### EXERCISE INSTRUCTIONS
Pull every line with "building" from the data below and copy it.

[Recorded data]

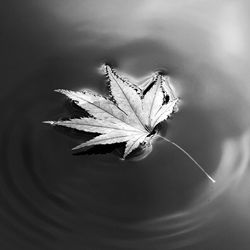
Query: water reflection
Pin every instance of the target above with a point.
(53, 200)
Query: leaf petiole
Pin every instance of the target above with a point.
(189, 156)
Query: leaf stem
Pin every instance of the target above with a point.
(189, 156)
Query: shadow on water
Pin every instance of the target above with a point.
(52, 199)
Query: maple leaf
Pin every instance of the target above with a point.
(130, 114)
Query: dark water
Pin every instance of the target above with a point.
(51, 199)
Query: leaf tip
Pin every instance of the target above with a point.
(49, 122)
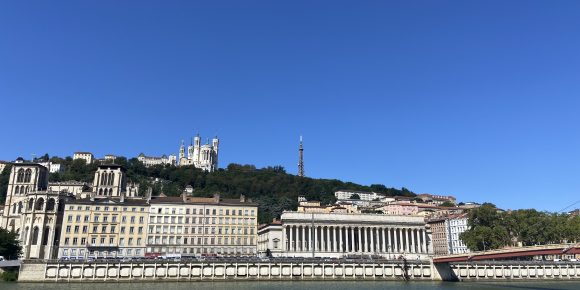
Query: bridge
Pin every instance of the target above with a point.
(511, 253)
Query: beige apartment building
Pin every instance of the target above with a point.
(195, 226)
(103, 228)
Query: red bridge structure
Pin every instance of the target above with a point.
(512, 253)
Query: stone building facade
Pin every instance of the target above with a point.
(194, 226)
(156, 160)
(32, 211)
(201, 156)
(341, 234)
(103, 228)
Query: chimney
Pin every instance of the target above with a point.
(148, 194)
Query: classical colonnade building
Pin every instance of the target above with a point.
(341, 234)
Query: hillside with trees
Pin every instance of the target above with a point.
(272, 188)
(490, 228)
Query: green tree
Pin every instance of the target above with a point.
(4, 178)
(9, 245)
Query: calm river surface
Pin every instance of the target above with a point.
(297, 285)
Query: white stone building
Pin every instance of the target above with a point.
(455, 226)
(52, 167)
(110, 180)
(340, 234)
(32, 211)
(3, 165)
(197, 226)
(270, 239)
(201, 156)
(155, 160)
(86, 156)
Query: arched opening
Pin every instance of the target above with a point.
(55, 241)
(35, 236)
(27, 175)
(25, 238)
(39, 204)
(45, 236)
(20, 175)
(50, 204)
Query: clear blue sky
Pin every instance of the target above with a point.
(478, 99)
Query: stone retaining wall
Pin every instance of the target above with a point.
(120, 271)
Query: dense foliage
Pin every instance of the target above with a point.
(9, 245)
(271, 188)
(490, 228)
(4, 177)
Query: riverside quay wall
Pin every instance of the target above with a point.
(507, 270)
(37, 271)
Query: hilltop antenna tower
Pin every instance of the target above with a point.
(301, 159)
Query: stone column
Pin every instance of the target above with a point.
(400, 243)
(327, 243)
(359, 239)
(335, 243)
(340, 240)
(302, 239)
(316, 238)
(373, 249)
(413, 241)
(310, 238)
(284, 238)
(384, 247)
(322, 239)
(389, 245)
(291, 240)
(425, 241)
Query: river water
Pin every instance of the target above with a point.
(298, 285)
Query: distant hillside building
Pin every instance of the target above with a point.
(201, 156)
(110, 180)
(86, 156)
(436, 199)
(2, 165)
(53, 167)
(155, 160)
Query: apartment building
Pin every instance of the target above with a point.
(197, 226)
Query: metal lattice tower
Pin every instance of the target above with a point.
(301, 159)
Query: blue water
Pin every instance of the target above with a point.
(299, 285)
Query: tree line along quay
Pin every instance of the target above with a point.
(121, 210)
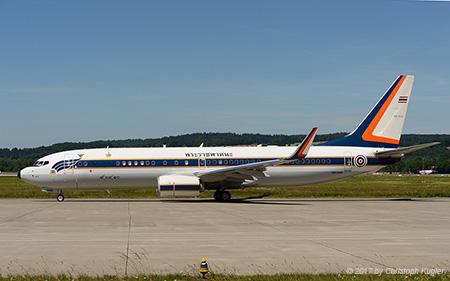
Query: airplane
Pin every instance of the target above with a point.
(427, 172)
(187, 171)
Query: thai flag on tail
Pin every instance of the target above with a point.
(403, 99)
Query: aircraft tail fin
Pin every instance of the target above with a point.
(382, 127)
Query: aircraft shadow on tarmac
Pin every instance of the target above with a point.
(248, 200)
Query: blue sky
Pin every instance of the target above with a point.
(101, 70)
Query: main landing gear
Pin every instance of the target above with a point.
(222, 195)
(60, 197)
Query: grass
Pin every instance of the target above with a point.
(277, 277)
(361, 186)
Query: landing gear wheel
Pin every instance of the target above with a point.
(225, 196)
(217, 195)
(60, 197)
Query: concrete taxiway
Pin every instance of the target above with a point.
(97, 237)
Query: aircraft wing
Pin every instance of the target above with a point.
(403, 150)
(251, 172)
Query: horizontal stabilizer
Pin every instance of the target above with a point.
(403, 150)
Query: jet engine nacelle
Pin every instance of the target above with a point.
(178, 185)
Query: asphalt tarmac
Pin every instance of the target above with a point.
(252, 236)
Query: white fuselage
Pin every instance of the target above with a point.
(132, 168)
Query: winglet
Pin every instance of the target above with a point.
(303, 149)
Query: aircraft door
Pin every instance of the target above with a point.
(348, 160)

### SOLUTION FOR THIS EXERCISE
Query: beige apartment building
Query: stone building facade
Query: classical colonnade building
Query: white stone building
Query: distant hillside building
Query: apartment building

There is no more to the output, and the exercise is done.